----- Data section

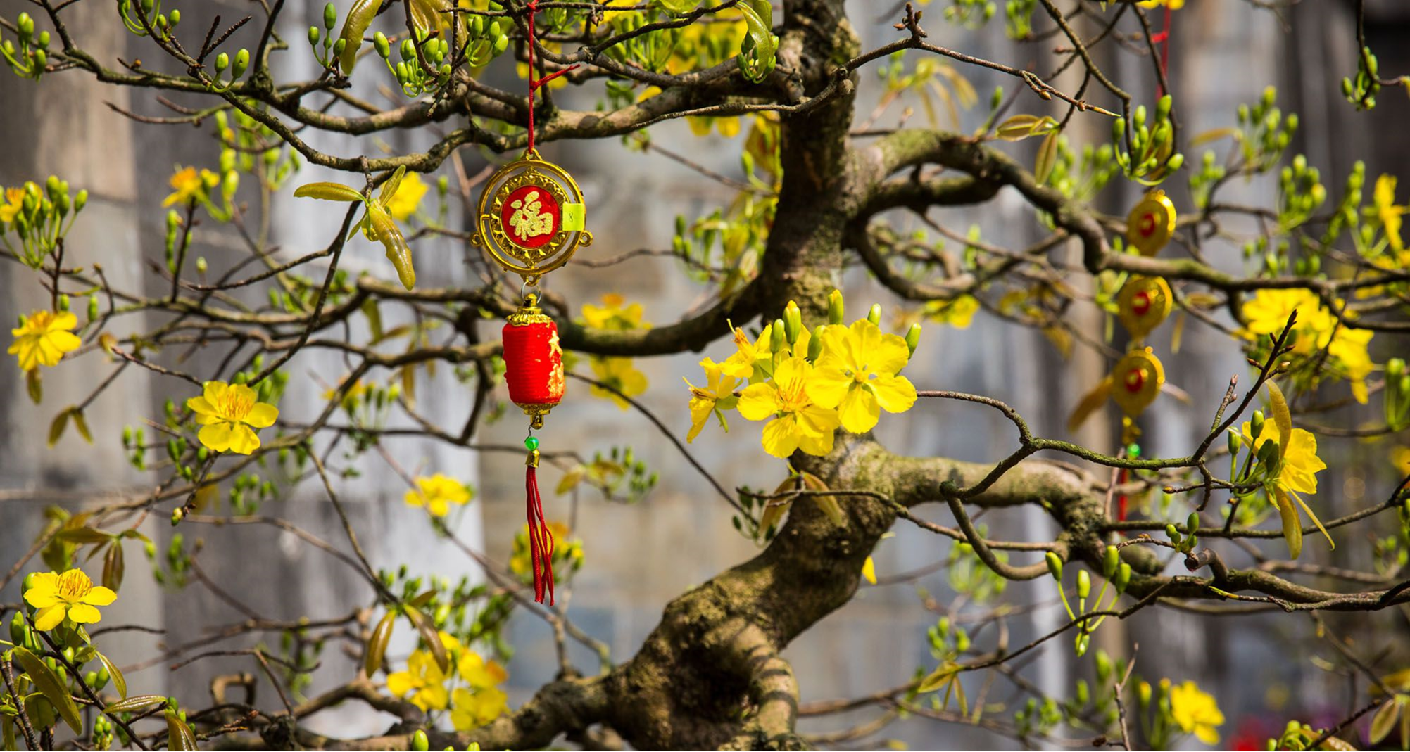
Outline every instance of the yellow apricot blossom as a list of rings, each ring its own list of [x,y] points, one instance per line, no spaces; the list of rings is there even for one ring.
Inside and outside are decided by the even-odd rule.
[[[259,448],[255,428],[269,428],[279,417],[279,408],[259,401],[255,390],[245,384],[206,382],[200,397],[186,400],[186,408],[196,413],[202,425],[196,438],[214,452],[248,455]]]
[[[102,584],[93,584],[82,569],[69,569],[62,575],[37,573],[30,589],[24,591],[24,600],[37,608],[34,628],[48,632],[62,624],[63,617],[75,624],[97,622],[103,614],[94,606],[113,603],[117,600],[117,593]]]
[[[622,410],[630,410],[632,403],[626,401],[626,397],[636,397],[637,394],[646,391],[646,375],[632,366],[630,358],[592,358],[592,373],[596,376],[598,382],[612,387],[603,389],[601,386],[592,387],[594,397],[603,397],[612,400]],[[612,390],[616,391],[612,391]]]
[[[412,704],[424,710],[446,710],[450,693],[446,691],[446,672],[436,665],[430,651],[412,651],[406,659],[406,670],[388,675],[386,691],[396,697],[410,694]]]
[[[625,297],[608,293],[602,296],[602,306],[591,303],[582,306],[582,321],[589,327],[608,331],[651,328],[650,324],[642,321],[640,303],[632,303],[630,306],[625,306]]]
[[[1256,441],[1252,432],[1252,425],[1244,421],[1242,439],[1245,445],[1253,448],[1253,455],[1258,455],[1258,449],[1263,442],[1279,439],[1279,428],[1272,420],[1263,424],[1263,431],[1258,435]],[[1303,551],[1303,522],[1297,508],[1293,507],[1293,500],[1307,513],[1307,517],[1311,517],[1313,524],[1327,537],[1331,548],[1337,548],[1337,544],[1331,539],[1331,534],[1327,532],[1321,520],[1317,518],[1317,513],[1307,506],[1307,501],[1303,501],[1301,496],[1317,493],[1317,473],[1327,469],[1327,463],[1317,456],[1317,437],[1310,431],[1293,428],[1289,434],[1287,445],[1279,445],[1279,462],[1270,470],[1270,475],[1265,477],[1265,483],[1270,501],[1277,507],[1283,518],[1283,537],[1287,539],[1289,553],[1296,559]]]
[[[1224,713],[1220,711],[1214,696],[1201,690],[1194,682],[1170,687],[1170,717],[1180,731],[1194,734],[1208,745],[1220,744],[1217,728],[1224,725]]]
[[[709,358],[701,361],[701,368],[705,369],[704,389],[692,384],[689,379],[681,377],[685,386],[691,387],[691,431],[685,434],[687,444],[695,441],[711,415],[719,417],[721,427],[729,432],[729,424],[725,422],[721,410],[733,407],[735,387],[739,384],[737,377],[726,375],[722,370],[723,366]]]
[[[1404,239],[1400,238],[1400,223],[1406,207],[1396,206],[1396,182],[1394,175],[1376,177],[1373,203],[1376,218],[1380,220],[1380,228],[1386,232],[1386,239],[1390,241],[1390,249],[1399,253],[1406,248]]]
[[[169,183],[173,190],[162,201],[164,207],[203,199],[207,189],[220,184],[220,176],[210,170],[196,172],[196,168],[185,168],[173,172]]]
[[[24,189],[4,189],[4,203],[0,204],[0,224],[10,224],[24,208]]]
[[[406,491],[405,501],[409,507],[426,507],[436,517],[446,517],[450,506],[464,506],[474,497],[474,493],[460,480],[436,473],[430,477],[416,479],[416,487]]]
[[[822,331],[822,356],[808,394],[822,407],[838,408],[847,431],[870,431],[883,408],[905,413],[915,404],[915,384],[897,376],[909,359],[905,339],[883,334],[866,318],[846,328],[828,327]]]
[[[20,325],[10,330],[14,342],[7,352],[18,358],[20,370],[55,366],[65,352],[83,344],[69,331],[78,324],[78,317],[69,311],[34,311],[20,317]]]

----------

Transcribe all of the material above line for line, with every character unchanged. Leave out the picture.

Outline every instance of the yellow apricot blossom as a list of rings, each ring its own list of [x,y] points, one instance per line, no spaces; the list of rings is there even for one ring.
Inside and outside are decided by the even-odd rule.
[[[259,448],[255,428],[269,428],[279,417],[279,408],[259,401],[255,390],[245,384],[206,382],[200,397],[186,400],[186,408],[196,413],[202,425],[196,438],[214,452],[248,455]]]
[[[102,584],[93,584],[82,569],[69,569],[62,575],[37,573],[30,589],[24,591],[24,600],[37,608],[34,628],[48,632],[62,624],[63,617],[75,624],[97,622],[103,614],[94,606],[113,603],[117,600],[117,593]]]
[[[622,410],[630,410],[632,403],[626,401],[626,397],[636,397],[637,394],[646,391],[646,375],[632,366],[630,358],[592,358],[592,373],[596,376],[598,382],[612,387],[603,389],[601,386],[592,387],[594,397],[603,397],[612,400]],[[612,390],[616,391],[612,391]]]
[[[412,704],[424,710],[446,710],[450,693],[446,691],[446,672],[436,665],[430,651],[412,651],[406,659],[406,670],[388,675],[386,691],[396,697],[410,694]]]
[[[625,297],[608,293],[602,296],[602,306],[591,303],[582,306],[582,321],[589,327],[608,331],[651,328],[650,324],[642,321],[640,303],[632,303],[630,306],[625,306]]]
[[[1256,441],[1252,432],[1252,425],[1244,421],[1242,439],[1245,445],[1253,448],[1253,455],[1258,455],[1258,449],[1263,442],[1279,439],[1279,428],[1272,420],[1263,424],[1263,431],[1258,435]],[[1303,551],[1303,522],[1297,508],[1293,507],[1293,500],[1307,513],[1307,517],[1311,517],[1313,524],[1327,537],[1331,548],[1337,548],[1337,544],[1331,539],[1331,534],[1327,532],[1321,520],[1317,518],[1317,513],[1307,506],[1307,501],[1303,501],[1301,496],[1317,493],[1317,473],[1327,469],[1327,463],[1317,456],[1317,437],[1310,431],[1293,428],[1289,434],[1287,445],[1279,445],[1279,462],[1270,470],[1270,475],[1265,477],[1265,483],[1270,501],[1277,507],[1283,518],[1283,537],[1287,539],[1289,553],[1296,559]]]
[[[1224,713],[1220,711],[1214,696],[1201,690],[1194,682],[1170,687],[1170,717],[1180,731],[1194,734],[1208,745],[1220,744],[1217,728],[1224,725]]]
[[[709,358],[701,361],[701,368],[705,369],[704,389],[692,384],[689,379],[681,377],[685,386],[691,387],[691,431],[685,434],[687,444],[695,441],[711,415],[719,417],[721,427],[729,432],[729,424],[725,422],[721,410],[733,407],[735,387],[739,384],[737,377],[726,375],[722,370],[723,366]]]
[[[1404,239],[1400,238],[1400,223],[1406,207],[1396,206],[1396,182],[1394,175],[1376,177],[1373,203],[1376,218],[1380,220],[1380,228],[1386,232],[1386,239],[1390,241],[1390,249],[1399,253],[1406,248]]]
[[[169,183],[173,190],[162,201],[164,207],[203,199],[207,189],[220,184],[220,176],[210,170],[196,172],[196,168],[185,168],[173,172]]]
[[[24,189],[4,189],[4,203],[0,204],[0,224],[10,224],[24,208]]]
[[[406,491],[405,501],[409,507],[426,507],[436,517],[446,517],[450,506],[464,506],[474,497],[474,493],[460,480],[436,473],[430,477],[416,479],[416,487]]]
[[[822,331],[822,356],[808,394],[822,407],[838,408],[847,431],[870,431],[883,408],[905,413],[915,404],[915,384],[897,376],[909,359],[905,339],[883,334],[866,318],[846,328],[828,327]]]
[[[20,325],[10,330],[14,342],[7,352],[18,358],[20,370],[55,366],[65,352],[83,344],[69,331],[78,324],[78,317],[69,311],[34,311],[20,317]]]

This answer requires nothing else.